• **WORK ORDER**
Could you write out each of the records below exactly?

• **RECORD EXCERPTS**
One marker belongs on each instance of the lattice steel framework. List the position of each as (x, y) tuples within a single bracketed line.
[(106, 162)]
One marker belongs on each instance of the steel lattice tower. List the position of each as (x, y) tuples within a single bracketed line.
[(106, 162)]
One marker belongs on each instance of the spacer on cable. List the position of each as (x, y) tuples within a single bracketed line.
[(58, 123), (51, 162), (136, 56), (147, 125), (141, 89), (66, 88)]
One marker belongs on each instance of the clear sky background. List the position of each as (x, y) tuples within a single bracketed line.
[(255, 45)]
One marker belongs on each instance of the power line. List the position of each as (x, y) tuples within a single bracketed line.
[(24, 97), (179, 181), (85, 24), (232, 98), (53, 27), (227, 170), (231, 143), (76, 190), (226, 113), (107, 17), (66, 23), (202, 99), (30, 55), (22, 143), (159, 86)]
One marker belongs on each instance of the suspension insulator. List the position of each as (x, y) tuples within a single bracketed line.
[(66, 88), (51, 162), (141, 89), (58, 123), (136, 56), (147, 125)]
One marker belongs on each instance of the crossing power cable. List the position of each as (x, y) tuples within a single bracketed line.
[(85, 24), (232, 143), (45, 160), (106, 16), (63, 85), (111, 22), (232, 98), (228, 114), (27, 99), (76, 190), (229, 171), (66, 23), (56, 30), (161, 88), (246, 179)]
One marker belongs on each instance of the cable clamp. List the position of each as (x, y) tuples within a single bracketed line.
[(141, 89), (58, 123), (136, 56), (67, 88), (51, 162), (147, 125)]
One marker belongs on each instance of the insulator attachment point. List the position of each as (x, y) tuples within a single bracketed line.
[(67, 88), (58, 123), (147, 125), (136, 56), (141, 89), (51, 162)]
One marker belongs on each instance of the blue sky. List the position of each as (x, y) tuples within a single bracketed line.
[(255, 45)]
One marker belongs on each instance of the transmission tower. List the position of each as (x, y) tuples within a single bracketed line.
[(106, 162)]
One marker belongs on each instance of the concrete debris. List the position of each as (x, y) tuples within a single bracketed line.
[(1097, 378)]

• **TASK ANSWER**
One marker belongs on each instance of the lattice steel framework. List the position of each as (x, y) tuples within a single bracketed line.
[(106, 162)]
One marker belongs on each instance of the steel lattice tower. List the position of each as (x, y) tuples within a single bracketed line.
[(106, 162)]
One marker belongs on each instance of the spacer on cable. List the position of each as (x, y) tuples within a single bracketed line.
[(58, 123), (51, 162), (136, 56), (147, 125), (141, 89), (66, 88)]
One marker belongs on each instance of the clear sky background. List the position of each as (x, y) tuples within a single bracketed line.
[(255, 45)]
One marker belongs on each instance of the power line. List the position of each as (x, y) tuples within a single bracketed line.
[(24, 97), (179, 181), (85, 24), (232, 98), (53, 27), (227, 170), (231, 143), (76, 190), (226, 113), (107, 17), (66, 23), (202, 99), (30, 55), (22, 143), (159, 86)]
One marker belongs on each instance of the suspension insulator. List the position of each as (x, y) tuples within a single bracketed line.
[(66, 88), (51, 162), (141, 89), (58, 123), (136, 56), (147, 125)]
One marker belongs on each instance of the crossing power cable. List the position of each as (x, y) tuples within a single bracketed line.
[(85, 24), (232, 143), (45, 160), (106, 16), (63, 85), (111, 22), (232, 98), (228, 114), (27, 99), (76, 190), (229, 171), (66, 23), (56, 30), (161, 88), (246, 179)]
One marker belongs on each instance of the cable clamp. List the position of each as (x, y) tuples within a single bracketed line.
[(141, 89), (58, 123), (136, 56), (67, 88), (51, 162), (147, 125)]
One marker belongs on each instance of the insulator attachment point. List the position of each as (x, y) tuples within a single bracketed line.
[(67, 88), (58, 123), (147, 125), (136, 56), (141, 89), (51, 162)]
One marker belongs on each instance of the blue sky. List the position of each as (x, y) tuples within a single bracketed line.
[(255, 45)]
One marker belongs on each instance of the transmission tower. List the position of each as (x, y) tuples within a single bracketed line.
[(106, 162)]
One marker belongs on each instance of the concrete debris. List the position of each as (x, y) tuples within a single bracketed line.
[(1097, 378)]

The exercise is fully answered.